» CONSIGNA
Según el texto sobre Orozco, ¿por qué no es casual que Orozco lea con atención a Borges? Explícalo en una a tres oraciones.

» TEXTO ELEGIDO
_ _ _
No es casual que Orozco sea un lector atento de Borges. Una de las claves de su arte está en las paradojas (el auto, el ascensor y las bicicletas inmóviles, el corazón de terracota forjado con las manos, la apariencia orgánica de los materiales industriales), análogos visuales de las oposiciones que disparan los relatos de Borges (el traidor que es héroe, la india de ojos azules), abiertos en la tensión irresuelta de las polaridades a múltiples sentidos e interpretaciones. En esa dirección, las Mesas de trabajo , colecciones casi domésticas de esculturas en proceso que, si se quiere, cierran (y vuelven a abrir) el recorrido por las salas del MoMA, resumen bien la paradoja más prodigiosa de su arte, capaz de apresar el tiempo y el espacio en la materia discreta y estática. Irreductible a las presiones del mercado, sujeta a la fatalidad del accidente, la colección reúne hallazgos y experimentos estéticos que se acumulan con el tiempo, como cuadernos de notas en tres dimensiones. Cada vez que la mirada vuelve a las series heterogéneas dispuestas sobre las mesas descubre algo que no ha visto, encuentros azarosos y elocuentes ("azar enlatado", Duchamp otra vez) que los ojos, la mente y las manos han sabido capturar en un objeto.
_ _ _
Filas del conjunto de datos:
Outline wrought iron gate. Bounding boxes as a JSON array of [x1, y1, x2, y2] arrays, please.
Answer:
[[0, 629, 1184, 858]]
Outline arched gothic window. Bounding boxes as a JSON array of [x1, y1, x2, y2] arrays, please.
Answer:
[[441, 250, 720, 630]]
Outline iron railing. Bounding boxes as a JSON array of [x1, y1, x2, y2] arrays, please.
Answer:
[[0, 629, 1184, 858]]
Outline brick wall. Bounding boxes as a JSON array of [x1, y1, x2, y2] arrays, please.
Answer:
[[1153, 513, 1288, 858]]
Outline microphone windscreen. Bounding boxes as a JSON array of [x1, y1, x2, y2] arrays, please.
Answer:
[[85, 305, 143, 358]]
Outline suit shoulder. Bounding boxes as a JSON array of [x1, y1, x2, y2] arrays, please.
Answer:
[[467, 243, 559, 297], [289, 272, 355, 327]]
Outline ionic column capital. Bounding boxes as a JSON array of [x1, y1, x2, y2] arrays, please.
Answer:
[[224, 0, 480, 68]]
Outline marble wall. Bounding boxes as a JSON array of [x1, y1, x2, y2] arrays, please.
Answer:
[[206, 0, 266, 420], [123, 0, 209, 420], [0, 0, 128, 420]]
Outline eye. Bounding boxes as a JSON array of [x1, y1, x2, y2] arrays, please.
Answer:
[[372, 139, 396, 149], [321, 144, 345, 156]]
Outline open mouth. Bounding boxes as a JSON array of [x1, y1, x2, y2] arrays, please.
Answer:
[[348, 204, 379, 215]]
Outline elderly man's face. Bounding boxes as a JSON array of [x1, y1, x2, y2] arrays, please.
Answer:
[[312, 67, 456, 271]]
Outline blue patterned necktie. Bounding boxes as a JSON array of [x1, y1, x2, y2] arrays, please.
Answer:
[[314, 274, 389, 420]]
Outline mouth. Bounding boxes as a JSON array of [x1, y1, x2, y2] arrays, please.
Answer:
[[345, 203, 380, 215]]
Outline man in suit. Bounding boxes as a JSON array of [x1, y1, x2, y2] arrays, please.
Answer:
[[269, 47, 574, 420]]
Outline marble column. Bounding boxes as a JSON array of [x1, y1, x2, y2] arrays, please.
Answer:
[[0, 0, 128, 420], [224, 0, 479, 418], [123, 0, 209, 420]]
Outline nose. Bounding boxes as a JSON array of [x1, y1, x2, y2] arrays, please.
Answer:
_ _ _
» RESPUESTA DESARROLLADA
Porque una de las claves del arte de Orozco son las paradojas, como el auto, el ascensor y las bicicletas inmóviles o el corazón de terracota forjado con las manos. Estas funcionan como equivalentes visuales de las oposiciones que ponen en marcha los relatos de Borges, como el traidor que es héroe o la india de ojos azules.